(Dataset entries)
━━━━━━━━

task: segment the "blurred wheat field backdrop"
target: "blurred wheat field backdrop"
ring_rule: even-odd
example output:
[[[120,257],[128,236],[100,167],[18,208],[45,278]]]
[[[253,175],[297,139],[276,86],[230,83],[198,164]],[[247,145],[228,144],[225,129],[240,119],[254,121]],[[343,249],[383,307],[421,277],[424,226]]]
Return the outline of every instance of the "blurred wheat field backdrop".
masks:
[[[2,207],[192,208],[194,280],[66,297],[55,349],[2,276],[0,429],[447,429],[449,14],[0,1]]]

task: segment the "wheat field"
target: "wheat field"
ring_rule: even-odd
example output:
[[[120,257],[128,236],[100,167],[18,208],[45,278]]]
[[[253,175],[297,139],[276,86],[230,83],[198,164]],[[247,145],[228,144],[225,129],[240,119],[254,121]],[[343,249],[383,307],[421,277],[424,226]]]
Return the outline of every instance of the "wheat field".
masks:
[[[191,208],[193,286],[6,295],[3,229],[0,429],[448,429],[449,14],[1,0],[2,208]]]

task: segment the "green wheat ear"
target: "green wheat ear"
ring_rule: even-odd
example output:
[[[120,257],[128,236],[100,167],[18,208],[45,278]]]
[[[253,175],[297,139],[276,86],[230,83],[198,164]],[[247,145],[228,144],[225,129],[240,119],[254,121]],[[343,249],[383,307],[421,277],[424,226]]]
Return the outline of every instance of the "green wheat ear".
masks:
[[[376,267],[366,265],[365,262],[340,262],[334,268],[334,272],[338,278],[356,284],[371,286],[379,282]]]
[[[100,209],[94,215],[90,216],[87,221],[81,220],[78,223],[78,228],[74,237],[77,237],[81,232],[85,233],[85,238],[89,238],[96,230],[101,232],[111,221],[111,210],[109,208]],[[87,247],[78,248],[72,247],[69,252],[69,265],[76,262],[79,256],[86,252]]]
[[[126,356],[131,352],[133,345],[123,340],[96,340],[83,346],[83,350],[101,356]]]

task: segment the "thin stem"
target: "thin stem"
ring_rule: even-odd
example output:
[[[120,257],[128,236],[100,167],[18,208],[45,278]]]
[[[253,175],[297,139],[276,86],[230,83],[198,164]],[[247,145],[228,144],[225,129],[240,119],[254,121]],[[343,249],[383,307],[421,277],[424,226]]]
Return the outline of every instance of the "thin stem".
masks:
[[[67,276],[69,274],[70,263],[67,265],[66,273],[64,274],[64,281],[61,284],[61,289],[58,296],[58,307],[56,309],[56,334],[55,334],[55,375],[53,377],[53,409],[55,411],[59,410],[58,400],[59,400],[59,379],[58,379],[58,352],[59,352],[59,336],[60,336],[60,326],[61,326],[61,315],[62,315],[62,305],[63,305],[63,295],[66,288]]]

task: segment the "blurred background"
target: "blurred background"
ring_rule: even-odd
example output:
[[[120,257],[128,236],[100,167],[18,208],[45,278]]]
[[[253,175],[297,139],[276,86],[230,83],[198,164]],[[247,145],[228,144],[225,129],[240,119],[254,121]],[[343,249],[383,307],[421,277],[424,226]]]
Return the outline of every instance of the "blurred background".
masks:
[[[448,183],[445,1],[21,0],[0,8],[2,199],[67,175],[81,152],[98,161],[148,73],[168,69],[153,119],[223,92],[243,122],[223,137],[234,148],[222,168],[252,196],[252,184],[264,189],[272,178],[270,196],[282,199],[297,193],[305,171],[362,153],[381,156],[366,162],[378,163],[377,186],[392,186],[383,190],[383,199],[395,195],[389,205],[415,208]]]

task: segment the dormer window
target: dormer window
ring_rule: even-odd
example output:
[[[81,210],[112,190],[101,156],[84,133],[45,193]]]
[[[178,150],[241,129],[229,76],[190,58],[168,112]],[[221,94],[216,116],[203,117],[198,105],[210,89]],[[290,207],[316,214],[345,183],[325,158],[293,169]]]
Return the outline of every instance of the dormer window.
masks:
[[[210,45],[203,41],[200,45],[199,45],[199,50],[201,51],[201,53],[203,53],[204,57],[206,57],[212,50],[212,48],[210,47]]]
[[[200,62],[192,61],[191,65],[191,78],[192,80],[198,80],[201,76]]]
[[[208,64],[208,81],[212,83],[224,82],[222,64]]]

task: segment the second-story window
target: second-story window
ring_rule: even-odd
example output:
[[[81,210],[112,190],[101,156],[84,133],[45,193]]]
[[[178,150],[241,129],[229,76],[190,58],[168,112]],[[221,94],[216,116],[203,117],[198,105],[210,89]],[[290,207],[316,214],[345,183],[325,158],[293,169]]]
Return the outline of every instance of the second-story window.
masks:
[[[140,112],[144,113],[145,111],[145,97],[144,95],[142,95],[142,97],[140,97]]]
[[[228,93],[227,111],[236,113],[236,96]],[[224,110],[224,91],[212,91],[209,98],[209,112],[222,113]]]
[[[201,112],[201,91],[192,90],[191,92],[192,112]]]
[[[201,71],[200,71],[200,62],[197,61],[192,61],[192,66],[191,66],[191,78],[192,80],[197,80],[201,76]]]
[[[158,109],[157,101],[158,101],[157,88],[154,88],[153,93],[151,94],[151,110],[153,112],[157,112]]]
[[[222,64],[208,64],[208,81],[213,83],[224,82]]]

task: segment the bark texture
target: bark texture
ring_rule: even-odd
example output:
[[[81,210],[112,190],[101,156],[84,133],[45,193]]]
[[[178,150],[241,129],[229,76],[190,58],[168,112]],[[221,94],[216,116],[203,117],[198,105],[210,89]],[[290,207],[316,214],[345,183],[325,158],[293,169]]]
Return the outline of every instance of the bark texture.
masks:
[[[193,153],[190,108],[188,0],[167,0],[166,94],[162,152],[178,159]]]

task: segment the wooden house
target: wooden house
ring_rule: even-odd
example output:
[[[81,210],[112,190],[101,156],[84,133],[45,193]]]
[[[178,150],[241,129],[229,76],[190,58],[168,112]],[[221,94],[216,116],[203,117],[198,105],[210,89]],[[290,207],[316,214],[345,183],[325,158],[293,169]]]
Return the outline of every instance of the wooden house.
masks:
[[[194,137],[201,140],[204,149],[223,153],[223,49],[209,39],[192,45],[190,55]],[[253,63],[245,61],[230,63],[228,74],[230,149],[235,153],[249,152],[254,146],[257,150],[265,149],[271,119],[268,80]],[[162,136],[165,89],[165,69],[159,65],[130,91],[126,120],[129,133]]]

━━━━━━━━

## THE TASK
Each line of the data must be retyped exactly as written.

## EXERCISE RESPONSE
task: segment the "blurred wheat field backdrop"
target: "blurred wheat field backdrop"
ring_rule: even-odd
example output:
[[[120,257],[128,236],[100,167],[18,208],[45,278]]]
[[[253,175],[297,139],[276,86],[230,83],[198,164]],[[247,145],[228,144],[225,129],[240,119],[254,121]],[[343,249],[383,307],[421,277],[424,226]]]
Return the outline of every instance of the "blurred wheat field backdrop".
masks:
[[[2,207],[192,208],[194,280],[66,297],[55,349],[2,276],[0,429],[447,429],[449,14],[0,1]]]

task: segment the "wheat field"
target: "wheat field"
ring_rule: even-odd
example output:
[[[120,257],[128,236],[100,167],[18,208],[45,278]]]
[[[253,175],[297,139],[276,86],[230,83],[198,164]],[[247,145],[228,144],[225,129],[240,119],[254,121]],[[343,249],[383,307],[421,277],[424,226]]]
Return the outline of every instance of the "wheat field".
masks:
[[[191,208],[193,286],[6,295],[3,229],[0,429],[448,429],[449,14],[1,0],[2,208]]]

task: segment the "green wheat ear"
target: "green wheat ear"
ring_rule: even-odd
example output:
[[[120,257],[128,236],[100,167],[18,208],[45,278]]]
[[[253,175],[297,139],[276,86],[230,83],[198,164]],[[247,145],[228,144],[225,129],[240,119],[254,121]],[[343,249],[383,307],[421,277],[424,226]]]
Return the outline of every instance of the "green wheat ear".
masks:
[[[376,267],[366,265],[365,262],[340,262],[334,268],[334,272],[338,278],[356,284],[371,286],[379,282]]]
[[[100,209],[94,215],[90,216],[87,221],[81,220],[78,223],[78,228],[74,237],[77,237],[81,232],[85,233],[85,238],[89,238],[96,230],[101,232],[111,221],[111,210],[109,208]],[[87,247],[78,248],[72,247],[69,252],[69,265],[76,262],[79,256],[86,252]]]
[[[126,356],[131,352],[133,345],[123,340],[96,340],[83,346],[83,350],[101,356]]]

task: segment the "thin stem"
target: "thin stem"
ring_rule: even-odd
example output:
[[[120,257],[128,236],[100,167],[18,208],[45,278]]]
[[[253,175],[297,139],[276,86],[230,83],[198,164]],[[247,145],[228,144],[225,129],[240,119],[254,121]],[[343,249],[383,307],[421,277],[424,226]]]
Return the outline of every instance of the "thin stem".
masks:
[[[67,276],[69,274],[70,263],[67,265],[66,273],[64,274],[64,281],[61,284],[61,289],[58,296],[58,307],[56,309],[56,334],[55,334],[55,375],[53,377],[53,409],[55,411],[59,410],[58,400],[59,400],[59,379],[58,379],[58,352],[59,352],[59,336],[60,336],[60,326],[61,326],[61,315],[62,315],[62,305],[63,305],[63,295],[66,288]]]

task: segment the "blurred background"
target: "blurred background"
ring_rule: even-odd
example output:
[[[120,257],[128,236],[100,167],[18,208],[45,278]]]
[[[253,175],[297,139],[276,86],[230,83],[198,164]],[[247,145],[228,144],[225,129],[240,119],[254,121]],[[343,249],[383,307],[421,277],[424,226]]]
Return the outline of every instance of the "blurred background".
masks:
[[[448,183],[445,1],[21,0],[0,8],[2,199],[67,175],[81,152],[98,161],[148,73],[168,69],[153,119],[223,92],[243,122],[223,137],[234,148],[222,168],[252,196],[252,184],[264,189],[272,178],[270,196],[282,199],[297,193],[305,171],[362,153],[381,156],[366,162],[378,163],[377,186],[392,186],[383,190],[383,199],[395,195],[389,205],[415,208]]]

task: segment the dormer window
target: dormer window
ring_rule: even-odd
example output:
[[[81,210],[112,190],[101,156],[84,133],[45,193]]]
[[[178,150],[241,129],[229,76],[190,58],[168,112]],[[221,94],[216,116],[203,117],[198,105],[210,89]],[[290,207],[316,214],[345,183],[325,158],[293,169]]]
Return the outline of every instance of the dormer window.
masks:
[[[210,45],[203,41],[200,45],[199,45],[199,50],[201,51],[201,53],[203,53],[204,57],[206,57],[212,50],[212,48],[210,47]]]
[[[200,62],[192,61],[191,65],[191,78],[192,80],[198,80],[201,76]]]
[[[208,64],[208,81],[212,83],[224,82],[222,64]]]

task: segment the second-story window
target: second-story window
ring_rule: even-odd
example output:
[[[81,210],[112,190],[101,156],[84,133],[45,193]]]
[[[178,150],[241,129],[229,76],[190,58],[168,112]],[[221,94],[216,116],[203,117],[198,105],[210,89]],[[290,207],[316,214],[345,183],[325,158],[293,169]]]
Return the outline of every instance of the second-story window.
masks:
[[[140,112],[144,113],[145,111],[145,97],[144,95],[142,95],[142,97],[140,97]]]
[[[228,93],[227,111],[236,113],[236,96]],[[224,110],[224,91],[212,91],[209,98],[209,112],[222,113]]]
[[[201,112],[201,91],[192,90],[191,92],[192,112]]]
[[[201,71],[200,71],[200,62],[197,61],[192,61],[192,66],[191,66],[191,78],[192,80],[197,80],[201,76]]]
[[[158,109],[157,101],[158,101],[157,88],[154,88],[153,93],[151,94],[151,110],[153,112],[157,112]]]
[[[222,64],[208,64],[208,81],[213,83],[224,82]]]

task: segment the bark texture
target: bark texture
ring_rule: even-odd
example output:
[[[81,210],[112,190],[101,156],[84,133],[45,193]]]
[[[178,150],[241,129],[229,76],[190,58],[168,112]],[[221,94],[216,116],[203,117],[198,105],[210,89]],[[290,207],[316,214],[345,183],[325,158],[293,169]]]
Return the outline of every instance of the bark texture.
masks:
[[[193,153],[190,108],[188,0],[167,0],[166,94],[162,152],[178,159]]]

task: segment the wooden house
target: wooden house
ring_rule: even-odd
example output:
[[[81,210],[112,190],[101,156],[84,133],[45,193]]]
[[[178,150],[241,129],[229,76],[190,58],[168,112]],[[221,94],[216,116],[203,117],[198,105],[210,89]],[[290,207],[316,214],[345,183],[325,158],[293,169]]]
Return the outline of every instance of the wooden house.
masks:
[[[194,137],[201,140],[204,149],[223,153],[223,49],[209,39],[192,45],[190,55]],[[253,63],[245,61],[230,63],[228,74],[230,149],[235,153],[249,152],[254,146],[257,150],[265,149],[271,119],[268,80]],[[162,136],[165,89],[165,69],[159,65],[130,91],[126,120],[129,133]]]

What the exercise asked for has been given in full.